# [TASK REQUIREMENTS]
Give the records once more, exactly as they stand.

# [DATASET]
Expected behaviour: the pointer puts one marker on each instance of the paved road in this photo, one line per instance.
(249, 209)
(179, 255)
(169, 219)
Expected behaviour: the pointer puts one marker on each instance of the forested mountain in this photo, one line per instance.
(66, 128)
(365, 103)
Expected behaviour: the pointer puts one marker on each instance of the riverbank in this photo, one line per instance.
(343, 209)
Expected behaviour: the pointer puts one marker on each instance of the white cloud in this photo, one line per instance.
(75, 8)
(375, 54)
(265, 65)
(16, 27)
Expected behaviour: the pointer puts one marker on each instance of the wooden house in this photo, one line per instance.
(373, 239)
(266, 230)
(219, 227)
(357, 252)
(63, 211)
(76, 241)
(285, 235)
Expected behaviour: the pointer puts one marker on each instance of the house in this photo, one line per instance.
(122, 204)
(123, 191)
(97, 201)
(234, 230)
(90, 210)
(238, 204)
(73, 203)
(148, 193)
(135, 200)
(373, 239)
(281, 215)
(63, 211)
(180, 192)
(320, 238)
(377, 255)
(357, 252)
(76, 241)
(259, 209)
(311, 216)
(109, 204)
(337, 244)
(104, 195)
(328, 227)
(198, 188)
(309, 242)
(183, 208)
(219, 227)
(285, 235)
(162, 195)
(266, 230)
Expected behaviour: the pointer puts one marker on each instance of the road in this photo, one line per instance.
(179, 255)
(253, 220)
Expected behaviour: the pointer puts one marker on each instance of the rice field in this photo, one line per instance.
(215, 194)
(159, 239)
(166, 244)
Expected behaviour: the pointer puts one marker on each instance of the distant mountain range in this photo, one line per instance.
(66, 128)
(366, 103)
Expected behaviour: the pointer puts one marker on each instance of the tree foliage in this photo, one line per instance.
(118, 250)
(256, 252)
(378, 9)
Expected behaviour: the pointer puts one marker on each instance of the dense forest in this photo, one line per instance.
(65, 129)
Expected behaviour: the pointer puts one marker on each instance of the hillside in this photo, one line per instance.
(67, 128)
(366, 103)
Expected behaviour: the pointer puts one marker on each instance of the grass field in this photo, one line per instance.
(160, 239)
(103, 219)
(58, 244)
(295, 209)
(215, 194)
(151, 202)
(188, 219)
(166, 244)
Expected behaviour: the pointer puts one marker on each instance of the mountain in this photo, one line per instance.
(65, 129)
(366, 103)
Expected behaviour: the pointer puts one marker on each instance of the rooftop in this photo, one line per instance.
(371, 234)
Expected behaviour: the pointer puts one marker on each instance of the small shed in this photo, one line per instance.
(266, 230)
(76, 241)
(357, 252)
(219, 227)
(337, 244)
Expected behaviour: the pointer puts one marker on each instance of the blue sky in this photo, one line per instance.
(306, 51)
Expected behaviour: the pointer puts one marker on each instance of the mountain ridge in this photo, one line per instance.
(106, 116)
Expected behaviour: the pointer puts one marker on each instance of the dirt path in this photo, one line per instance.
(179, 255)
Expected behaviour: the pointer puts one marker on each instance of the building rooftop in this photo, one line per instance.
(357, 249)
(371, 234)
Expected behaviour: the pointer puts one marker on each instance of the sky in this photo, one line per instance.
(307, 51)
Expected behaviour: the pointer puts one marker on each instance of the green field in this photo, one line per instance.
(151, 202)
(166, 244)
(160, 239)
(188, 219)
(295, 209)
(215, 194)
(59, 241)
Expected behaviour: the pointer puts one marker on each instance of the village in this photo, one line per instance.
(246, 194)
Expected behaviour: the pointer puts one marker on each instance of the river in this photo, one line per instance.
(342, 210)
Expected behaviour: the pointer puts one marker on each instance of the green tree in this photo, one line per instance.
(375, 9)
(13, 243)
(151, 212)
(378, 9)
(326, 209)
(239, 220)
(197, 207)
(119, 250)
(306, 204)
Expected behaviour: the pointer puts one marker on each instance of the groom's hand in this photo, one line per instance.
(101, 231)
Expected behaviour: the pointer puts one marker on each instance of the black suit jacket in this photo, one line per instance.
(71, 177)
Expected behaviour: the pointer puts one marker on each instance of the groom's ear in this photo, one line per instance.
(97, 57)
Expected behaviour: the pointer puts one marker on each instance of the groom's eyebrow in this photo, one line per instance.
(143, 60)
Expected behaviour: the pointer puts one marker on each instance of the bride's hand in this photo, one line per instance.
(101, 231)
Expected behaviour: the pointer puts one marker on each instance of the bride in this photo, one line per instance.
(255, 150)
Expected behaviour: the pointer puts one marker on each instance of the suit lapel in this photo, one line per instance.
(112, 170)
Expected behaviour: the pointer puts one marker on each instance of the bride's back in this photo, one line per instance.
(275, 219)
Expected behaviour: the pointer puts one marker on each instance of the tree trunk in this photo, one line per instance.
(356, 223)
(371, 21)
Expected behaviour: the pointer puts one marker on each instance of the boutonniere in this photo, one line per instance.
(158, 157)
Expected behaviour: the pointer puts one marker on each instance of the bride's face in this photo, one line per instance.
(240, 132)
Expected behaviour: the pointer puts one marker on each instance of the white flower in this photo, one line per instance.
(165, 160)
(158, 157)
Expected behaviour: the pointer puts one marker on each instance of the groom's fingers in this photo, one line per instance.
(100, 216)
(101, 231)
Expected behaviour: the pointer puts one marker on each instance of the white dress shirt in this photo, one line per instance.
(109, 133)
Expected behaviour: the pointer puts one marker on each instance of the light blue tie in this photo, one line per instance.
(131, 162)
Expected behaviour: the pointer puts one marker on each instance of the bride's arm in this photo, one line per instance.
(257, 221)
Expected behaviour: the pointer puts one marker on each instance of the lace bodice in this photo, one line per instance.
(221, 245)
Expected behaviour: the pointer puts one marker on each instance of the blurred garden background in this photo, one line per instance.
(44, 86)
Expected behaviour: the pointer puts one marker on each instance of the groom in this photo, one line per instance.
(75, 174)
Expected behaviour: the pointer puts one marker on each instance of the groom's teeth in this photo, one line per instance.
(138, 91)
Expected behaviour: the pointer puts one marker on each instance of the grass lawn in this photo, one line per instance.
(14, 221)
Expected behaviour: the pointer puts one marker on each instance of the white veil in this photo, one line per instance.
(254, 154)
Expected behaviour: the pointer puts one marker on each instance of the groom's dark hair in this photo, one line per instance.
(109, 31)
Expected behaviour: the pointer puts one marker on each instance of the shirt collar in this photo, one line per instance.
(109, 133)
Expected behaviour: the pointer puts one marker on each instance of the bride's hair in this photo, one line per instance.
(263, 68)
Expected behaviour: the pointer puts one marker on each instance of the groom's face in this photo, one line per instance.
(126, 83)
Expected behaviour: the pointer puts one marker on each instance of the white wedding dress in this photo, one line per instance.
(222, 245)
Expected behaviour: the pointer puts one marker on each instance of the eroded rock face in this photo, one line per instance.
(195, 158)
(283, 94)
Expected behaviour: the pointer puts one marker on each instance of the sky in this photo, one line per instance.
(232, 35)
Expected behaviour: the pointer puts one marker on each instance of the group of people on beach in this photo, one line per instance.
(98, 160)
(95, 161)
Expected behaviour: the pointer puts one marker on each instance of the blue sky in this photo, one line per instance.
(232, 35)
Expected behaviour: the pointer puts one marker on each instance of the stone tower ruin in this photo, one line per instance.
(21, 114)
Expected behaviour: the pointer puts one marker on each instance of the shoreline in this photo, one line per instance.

# [ANSWER AREA]
Expected behaviour: the pointer puts one marker on each instance of the paved road in this photo, one line per instance.
(249, 209)
(179, 255)
(169, 219)
Expected behaviour: the pointer puts one marker on each instance of the forested mountain in this photo, one line per instance.
(66, 128)
(365, 103)
Expected behaviour: the pointer puts one marker on each instance of the riverbank in this photo, one line per instance.
(343, 209)
Expected behaviour: the pointer puts one marker on each instance of the white cloud in this photo, one line per instance.
(75, 8)
(375, 54)
(265, 65)
(16, 27)
Expected behaviour: the pointer puts one marker on each instance of the wooden house in this photo, one line per instance.
(373, 239)
(266, 230)
(219, 227)
(357, 252)
(63, 211)
(76, 241)
(285, 235)
Expected behaviour: the pointer puts one marker on each instance of the house in this photo, one line per instance.
(122, 204)
(123, 191)
(97, 201)
(234, 230)
(90, 210)
(238, 204)
(73, 203)
(148, 193)
(135, 200)
(373, 239)
(281, 215)
(63, 211)
(180, 192)
(320, 238)
(377, 255)
(357, 252)
(76, 241)
(259, 209)
(311, 216)
(109, 204)
(337, 244)
(104, 195)
(328, 227)
(198, 188)
(309, 242)
(183, 208)
(219, 227)
(285, 235)
(162, 195)
(266, 230)
Expected behaviour: the pointer puts one marker on each instance of the road in this photo, one line per instance.
(179, 255)
(253, 220)
Expected behaviour: the pointer puts one marker on each instance of the rice field in this photo, one line per instance.
(215, 194)
(159, 239)
(166, 244)
Expected behaviour: the pointer puts one marker on each instance of the distant mountain range in this photo, one line per instance.
(66, 128)
(366, 103)
Expected behaviour: the pointer puts one marker on each instance of the tree foliage in this photo, one line per instance.
(118, 250)
(256, 252)
(378, 9)
Expected behaviour: the pointer puts one marker on each instance of the dense forest in this photo, one line per instance.
(65, 129)
Expected behaviour: the pointer puts one marker on each instance of the hillside in this photo, one line per instance.
(67, 128)
(366, 103)
Expected behaviour: the pointer puts one marker on each instance of the grass field in this photo, one line per instance.
(160, 239)
(103, 219)
(58, 244)
(295, 209)
(215, 194)
(151, 202)
(188, 219)
(166, 244)
Expected behaviour: the pointer puts one marker on each instance of the mountain in this photo, one line per instance.
(65, 129)
(366, 103)
Expected behaviour: the pointer puts one marker on each instance of the rooftop in this photo, one line per instance.
(371, 234)
Expected behaviour: the pointer puts one marker on each instance of the small shed in this photo, one line per instance.
(266, 230)
(76, 241)
(357, 252)
(219, 227)
(337, 244)
Expected behaviour: the pointer puts one marker on each instance of the blue sky in this photo, one line per instance.
(306, 51)
Expected behaviour: the pointer puts one marker on each instance of the mountain ridge in this photo, one line per instance.
(106, 116)
Expected behaviour: the pointer puts one marker on each instance of the dirt path in this photo, one line per instance.
(179, 255)
Expected behaviour: the pointer puts one marker on each instance of the building rooftop in this photo, one line per instance.
(357, 249)
(371, 234)
Expected behaviour: the pointer puts one marker on each instance of the sky in this photo, one line per instance.
(307, 51)
Expected behaviour: the pointer puts one marker on each instance of the green field in this photo, one line per instance.
(151, 202)
(166, 244)
(160, 239)
(188, 219)
(295, 209)
(215, 194)
(59, 241)
Expected behaviour: the pointer puts one marker on each instance of the village in this photo, one line per instance.
(246, 194)
Expected behaviour: the pointer puts one marker on each instance of the river in this photo, one line per instance.
(342, 210)
Expected behaviour: the pointer puts one marker on each instance of the green tree in this photo, one line per instance.
(375, 9)
(13, 243)
(151, 212)
(378, 9)
(326, 209)
(239, 220)
(197, 207)
(119, 250)
(306, 204)
Expected behaviour: the pointer puts one marker on each instance of the groom's hand in this photo, one line per instance.
(101, 231)
Expected behaviour: the pointer puts one marker on each instance of the black suit jacket in this photo, one line per instance.
(71, 177)
Expected behaviour: the pointer puts one marker on each instance of the groom's ear in this photo, one line per instance.
(97, 57)
Expected behaviour: the pointer puts one marker on each instance of the groom's eyebrow in this photo, one line per instance.
(143, 60)
Expected behaviour: the pointer puts one marker on each instance of the bride's hand in this photo, one line per instance.
(101, 231)
Expected behaviour: the pointer puts one marker on each instance of the bride in this photo, one line per instance.
(255, 150)
Expected behaviour: the pointer puts one marker on each instance of the suit lapel in this photo, one line per instance.
(112, 170)
Expected behaviour: the pointer puts one marker on each instance of the bride's back in this photo, one line per instance.
(275, 219)
Expected behaviour: the pointer puts one marker on each instance of the tree trunk in this photo, one line per instance.
(356, 223)
(371, 21)
Expected behaviour: the pointer puts one marker on each instance of the boutonniere in this photo, one line per instance.
(158, 157)
Expected behaviour: the pointer puts one marker on each instance of the bride's face in this photo, one line per instance.
(240, 132)
Expected behaviour: the pointer puts one marker on each instance of the white flower in this photo, one line per instance.
(165, 160)
(158, 157)
Expected behaviour: the pointer puts one marker on each instance of the groom's fingers in this photo, one line per instance.
(100, 216)
(101, 231)
Expected behaviour: the pointer puts one marker on each instance of the white dress shirt in this photo, one line per instance.
(109, 133)
Expected behaviour: the pointer puts one marker on each instance of the light blue tie in this photo, one line per instance.
(131, 162)
Expected behaviour: the pointer puts one marker on each instance of the bride's arm in this photo, one line per instance.
(257, 221)
Expected behaviour: the pointer puts one marker on each instance of the lace bodice in this photo, one line per instance.
(221, 245)
Expected behaviour: the pointer puts one marker on each instance of the blurred garden background in this photo, one line per instance.
(44, 86)
Expected behaviour: the pointer puts one marker on each instance of the groom in this photo, one line per instance.
(75, 174)
Expected behaviour: the pointer puts one marker on each instance of the groom's teeth in this photo, one line per instance.
(138, 91)
Expected behaviour: the pointer puts one marker on each instance of the grass lawn in this photo, one line per instance.
(14, 221)
Expected behaviour: the pointer puts one marker on each instance of the white veil in this photo, one line per instance.
(254, 154)
Expected behaviour: the pointer puts one marker on each instance of the groom's dark hair in this photo, one line per instance.
(109, 31)
Expected behaviour: the pointer puts one marker on each instance of the shirt collar in this photo, one line per instance.
(109, 133)
Expected behaviour: the pointer puts one marker on each instance of the bride's hair in this photo, one line per instance.
(263, 68)
Expected behaviour: the pointer puts one marker on each instance of the groom's face in this photo, one line per instance.
(126, 83)
Expected behaviour: the pointer puts one marker on each instance of the white wedding dress in this photo, one line per instance.
(222, 245)
Expected behaviour: the pointer puts one marker on each instance of the eroded rock face in this photo, one line per instance.
(195, 158)
(283, 94)
Expected behaviour: the pointer puts one marker on each instance of the sky in this photo, one line per instance.
(232, 35)
Expected behaviour: the pointer puts one marker on each instance of the group of people on beach in this photo, one line per instance.
(98, 160)
(95, 161)
Expected behaviour: the pointer puts one marker on each instance of the blue sky in this photo, one line per instance.
(232, 35)
Expected behaviour: the pointer puts one marker on each instance of the stone tower ruin in this photo, one line per instance.
(21, 114)
Expected behaviour: the pointer puts one marker on each instance of the shoreline in this photo, one line per instance.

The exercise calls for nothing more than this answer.